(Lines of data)
_ _ _ _ _
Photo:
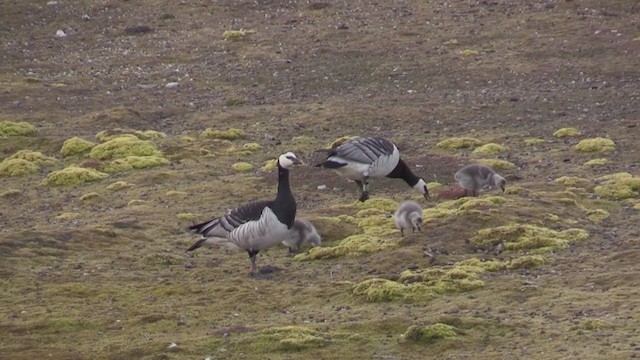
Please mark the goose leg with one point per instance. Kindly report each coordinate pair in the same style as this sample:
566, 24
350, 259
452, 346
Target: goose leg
252, 257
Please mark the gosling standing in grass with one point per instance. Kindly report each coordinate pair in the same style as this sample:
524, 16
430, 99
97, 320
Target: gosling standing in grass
302, 232
473, 178
371, 157
408, 216
256, 225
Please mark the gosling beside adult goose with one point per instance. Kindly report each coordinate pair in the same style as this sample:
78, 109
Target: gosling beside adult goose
473, 178
408, 215
371, 157
302, 232
257, 225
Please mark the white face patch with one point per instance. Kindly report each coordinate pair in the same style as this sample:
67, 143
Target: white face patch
421, 187
288, 159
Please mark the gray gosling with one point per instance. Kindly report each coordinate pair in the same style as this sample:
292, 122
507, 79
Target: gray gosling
474, 178
408, 216
302, 232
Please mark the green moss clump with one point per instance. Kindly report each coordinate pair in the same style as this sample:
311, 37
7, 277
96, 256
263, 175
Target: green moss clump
596, 162
253, 147
36, 157
566, 132
598, 144
17, 167
230, 35
72, 176
597, 215
490, 148
384, 204
90, 196
75, 145
242, 167
134, 163
456, 143
118, 185
122, 147
10, 128
293, 338
497, 164
526, 262
10, 193
187, 216
229, 134
573, 181
527, 237
533, 141
431, 333
618, 186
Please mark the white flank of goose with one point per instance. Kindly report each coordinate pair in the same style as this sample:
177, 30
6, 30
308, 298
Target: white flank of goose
371, 157
408, 216
302, 232
473, 178
256, 225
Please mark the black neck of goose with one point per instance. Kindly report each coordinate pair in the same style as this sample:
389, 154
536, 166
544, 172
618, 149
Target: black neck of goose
285, 203
403, 172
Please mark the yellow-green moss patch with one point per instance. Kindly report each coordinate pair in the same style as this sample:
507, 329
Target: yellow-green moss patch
90, 196
527, 237
68, 216
10, 193
17, 167
119, 185
566, 132
229, 134
107, 135
36, 157
72, 176
456, 143
187, 216
430, 333
122, 147
497, 164
572, 181
533, 141
597, 215
253, 147
75, 145
236, 34
490, 148
596, 162
10, 128
242, 167
598, 144
291, 338
134, 163
618, 186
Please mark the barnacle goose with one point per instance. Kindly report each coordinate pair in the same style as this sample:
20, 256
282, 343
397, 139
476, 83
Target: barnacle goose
475, 177
371, 157
302, 232
256, 225
408, 216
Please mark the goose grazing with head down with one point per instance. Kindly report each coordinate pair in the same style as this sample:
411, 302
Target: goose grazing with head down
473, 178
371, 157
408, 216
302, 232
256, 225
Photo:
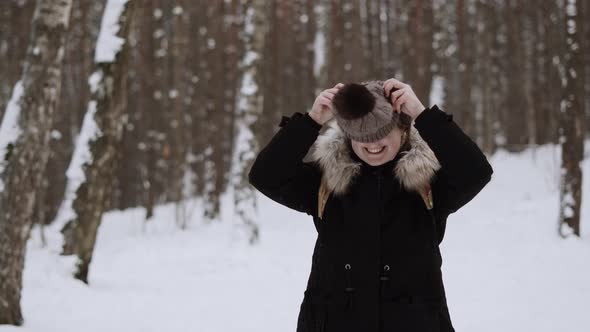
_ _ _ _ _
◆ **Exercise directions**
Rewrite the data from the line holding "Please mark the barnacle" through the end of the data, inclusive, replacing "barnacle goose" with "brant goose" and leaving everything else as it is. Leave the pictures out of your answer.

◆ **Answer in full**
Please mark the brant goose with one point per instance. Kindly report each coordinate pair in the same style as this sample:
20, 256
282, 343
397, 139
476, 83
Target: brant goose
475, 177
371, 157
302, 232
256, 225
408, 216
Please mark the goose grazing with head down with one point per instance. Kindly report each coordinate pair in the same style as this sample:
411, 302
Target: goose grazing with head down
473, 178
371, 157
408, 216
302, 232
256, 225
Photo:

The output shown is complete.